Natural language region descriptions:
#####
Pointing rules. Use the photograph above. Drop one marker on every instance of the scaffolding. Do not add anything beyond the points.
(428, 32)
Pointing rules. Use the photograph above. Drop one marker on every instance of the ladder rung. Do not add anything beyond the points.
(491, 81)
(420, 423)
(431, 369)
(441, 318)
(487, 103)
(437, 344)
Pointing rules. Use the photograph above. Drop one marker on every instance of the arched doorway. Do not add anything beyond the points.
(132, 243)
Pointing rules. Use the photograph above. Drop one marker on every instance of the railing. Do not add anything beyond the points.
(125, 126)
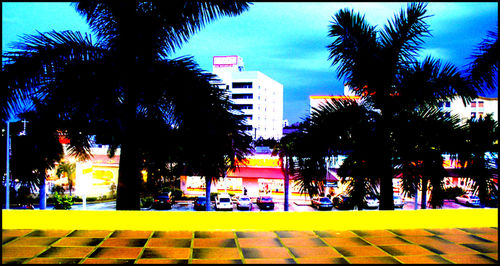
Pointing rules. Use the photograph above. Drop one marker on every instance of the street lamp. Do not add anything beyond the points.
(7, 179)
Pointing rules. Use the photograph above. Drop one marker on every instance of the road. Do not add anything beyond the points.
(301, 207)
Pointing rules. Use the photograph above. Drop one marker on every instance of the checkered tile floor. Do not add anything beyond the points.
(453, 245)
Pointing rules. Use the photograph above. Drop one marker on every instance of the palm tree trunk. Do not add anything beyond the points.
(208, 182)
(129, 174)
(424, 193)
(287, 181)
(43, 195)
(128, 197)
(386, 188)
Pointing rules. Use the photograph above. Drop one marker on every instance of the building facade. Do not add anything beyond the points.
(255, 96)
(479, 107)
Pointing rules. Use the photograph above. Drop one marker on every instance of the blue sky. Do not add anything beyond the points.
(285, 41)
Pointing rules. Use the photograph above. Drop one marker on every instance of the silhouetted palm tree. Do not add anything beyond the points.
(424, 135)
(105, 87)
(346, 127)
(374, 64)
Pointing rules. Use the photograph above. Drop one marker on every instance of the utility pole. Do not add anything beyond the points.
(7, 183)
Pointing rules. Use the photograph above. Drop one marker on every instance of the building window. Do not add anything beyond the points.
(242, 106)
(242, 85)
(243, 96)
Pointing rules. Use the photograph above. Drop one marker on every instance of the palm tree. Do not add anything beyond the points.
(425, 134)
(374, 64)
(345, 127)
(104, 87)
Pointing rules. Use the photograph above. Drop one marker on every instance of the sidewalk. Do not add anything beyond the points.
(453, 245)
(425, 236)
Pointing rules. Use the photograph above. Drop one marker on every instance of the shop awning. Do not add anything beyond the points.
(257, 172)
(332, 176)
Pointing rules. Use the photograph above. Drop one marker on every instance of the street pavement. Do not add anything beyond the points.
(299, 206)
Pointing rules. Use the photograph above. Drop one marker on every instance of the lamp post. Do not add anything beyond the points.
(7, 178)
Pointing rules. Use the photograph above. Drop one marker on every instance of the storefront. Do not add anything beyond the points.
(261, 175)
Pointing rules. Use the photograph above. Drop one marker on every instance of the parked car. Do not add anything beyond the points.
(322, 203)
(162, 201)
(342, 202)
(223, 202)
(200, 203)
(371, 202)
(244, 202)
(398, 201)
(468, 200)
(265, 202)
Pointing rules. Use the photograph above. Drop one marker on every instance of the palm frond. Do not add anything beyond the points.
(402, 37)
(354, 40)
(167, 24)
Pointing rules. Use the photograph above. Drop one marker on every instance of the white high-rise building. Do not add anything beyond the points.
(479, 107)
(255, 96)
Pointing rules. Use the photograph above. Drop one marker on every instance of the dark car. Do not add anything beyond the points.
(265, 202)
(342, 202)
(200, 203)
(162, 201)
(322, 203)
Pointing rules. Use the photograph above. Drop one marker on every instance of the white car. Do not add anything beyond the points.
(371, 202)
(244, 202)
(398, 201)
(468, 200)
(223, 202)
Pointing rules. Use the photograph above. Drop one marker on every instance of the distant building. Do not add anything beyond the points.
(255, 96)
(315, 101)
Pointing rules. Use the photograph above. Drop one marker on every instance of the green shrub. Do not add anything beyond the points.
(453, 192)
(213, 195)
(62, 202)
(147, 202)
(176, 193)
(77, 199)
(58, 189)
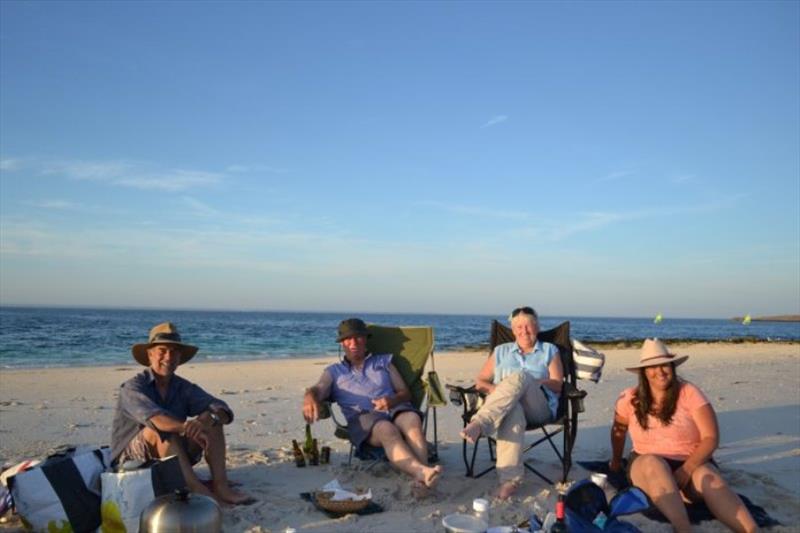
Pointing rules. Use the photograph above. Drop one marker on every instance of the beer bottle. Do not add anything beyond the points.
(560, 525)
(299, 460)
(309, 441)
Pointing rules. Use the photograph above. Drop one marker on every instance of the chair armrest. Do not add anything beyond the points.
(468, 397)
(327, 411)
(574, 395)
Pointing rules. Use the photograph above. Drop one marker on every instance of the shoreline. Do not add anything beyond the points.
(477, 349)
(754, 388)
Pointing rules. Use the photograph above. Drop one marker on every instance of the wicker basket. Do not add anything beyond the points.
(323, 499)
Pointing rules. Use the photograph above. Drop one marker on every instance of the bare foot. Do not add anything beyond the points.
#####
Assigned task
Should the entries hold any pictures, please omit those and print the remaining text exactly.

Response to this exercise
Pointing rules. Use the photograph above. Drop one marker on every instance of the scaffolding. Do not add anything beyond the points.
(428, 32)
Pointing rules. Use the photograph above. Drop one marker on every instance of the ladder rung. Do not add anything beyond the points.
(491, 81)
(420, 423)
(431, 369)
(441, 318)
(487, 103)
(437, 344)
Pointing rules. Use the photograph above. Drop one marker on every instance of the arched doorway. Do not add anything beyond the points.
(132, 243)
Pointing rules. Use the photograph above. Drop one marker on every instance of the railing. Do not add anything beyond the points.
(125, 126)
Pointing rules. Use the photograph above. Drop one marker on every instance of the street lamp. Do not add anything beyond the points.
(7, 179)
Pointing rules. Use the photograph above. Drop one marker on every instance of the road. Do not add anything beyond the points.
(301, 207)
Pointing rules. Use the photograph above. Drop one marker on every instance of the checkered tile floor. Do not add anything beyond the points.
(453, 245)
Pointing rules. Use the photograph above. Drop one marker on every instance of the palm tree trunk. Do not add anything beyond the points.
(208, 182)
(129, 174)
(424, 193)
(287, 181)
(43, 195)
(128, 197)
(386, 188)
Pointing rules. Use the photograph above. Drop one marker on every instance of the building facade. Do not add anything beyond the points.
(255, 96)
(479, 107)
Pointing rules. Use the photograph above. Drop one marker on every instance of the blue sky. Do not add anything beyond the points.
(285, 41)
Pointing rules. Use the photograph above. Drop one marker on every instance of the silhouetted palm tree. Do not add anything beyond the points.
(424, 135)
(105, 87)
(346, 127)
(374, 64)
Pointing rules. Use the photograph above. Drop one marker on every instance of the utility pole. Do not add anything beyond the points.
(7, 183)
Pointing rules. Use the photograph above. Drop one marker on every instance of the building window. Do not add anything beyond the points.
(242, 106)
(242, 85)
(243, 96)
Pointing rules. Use the photograph above. Drop one marker on every instance of the palm tree. Do not add anything beyond the points.
(425, 134)
(374, 64)
(345, 127)
(104, 87)
Pointing rules. Use the photograph above. Drop one marker on every instance of the sidewalk. Do not add anything beyond the points.
(453, 245)
(425, 236)
Pointing rules. Use the photograph above. Drop one marker on every instance of the shop awning. Do not add anything beyond the points.
(257, 172)
(332, 176)
Pointing rules. Use the photograph above. Drop one marker on every instance of the street pavement. Do not add anything beyond the points.
(299, 206)
Pointing rules. Use the photograph above. Drop one marker on every instance of the lamp post. Do not add anything beyond the points.
(7, 178)
Pointing rules. Use the photograph above. Drop one marker on every instance of the storefront. Do not add anything beyond the points.
(261, 175)
Pointing rules. Use the photograph above. Drop one marker on every instance of the parked car. Do not add anything beyond the points.
(322, 203)
(162, 201)
(342, 202)
(223, 202)
(200, 203)
(371, 202)
(244, 202)
(398, 201)
(468, 200)
(265, 202)
Pointing rules. Use the photograph above. Drop one marker on every instance of the palm frond. Do not add anything beyond the points.
(402, 37)
(354, 40)
(167, 24)
Pointing rules. Use the photograph above. Drop one marker on every instance of the white high-rise building. Do not add anything beyond the points.
(479, 107)
(255, 96)
Pointing rules. Use the photograph above. Drop one marker on every instance of the dark car. Do not add anything beyond the points.
(265, 202)
(342, 202)
(200, 203)
(162, 201)
(322, 203)
Pointing rules. Use the photograph above. Drop one marker on every instance of the white car. Do not add anything beyond the points.
(371, 202)
(244, 202)
(398, 201)
(468, 200)
(223, 202)
Pointing rules. Use the photograph above. Drop one marker on every instance of the distant building. Do not add anything beyond the points.
(255, 96)
(315, 101)
Pointing rules. Use the photograph above. Drop one marker on every instance of the green shrub. Do not add anything beyond the points.
(453, 192)
(213, 195)
(62, 202)
(147, 202)
(176, 193)
(77, 199)
(58, 189)
Pointing rules. Use the photograph above. Drop one marker on every instance of the beer bottle. Do not add anything beyond the points.
(560, 525)
(299, 460)
(309, 441)
Pointing rules. Use the photograph above. Drop one marker on every instance of the chair armrest. Do not add anything beyond the points.
(468, 397)
(327, 411)
(574, 395)
Pointing rules. Use the photograph above. Drop one marker on every instance of the shoreline. Do not add anything beyond the points.
(477, 349)
(754, 388)
Pointing rules. Use the photograph above. Drop one marker on every instance of the wicker basket. Do not add anything beyond the points.
(323, 499)
Pointing rules. Use the photograph above. Drop one marker on every instance of the bare foot. Do not add anything beyond the points.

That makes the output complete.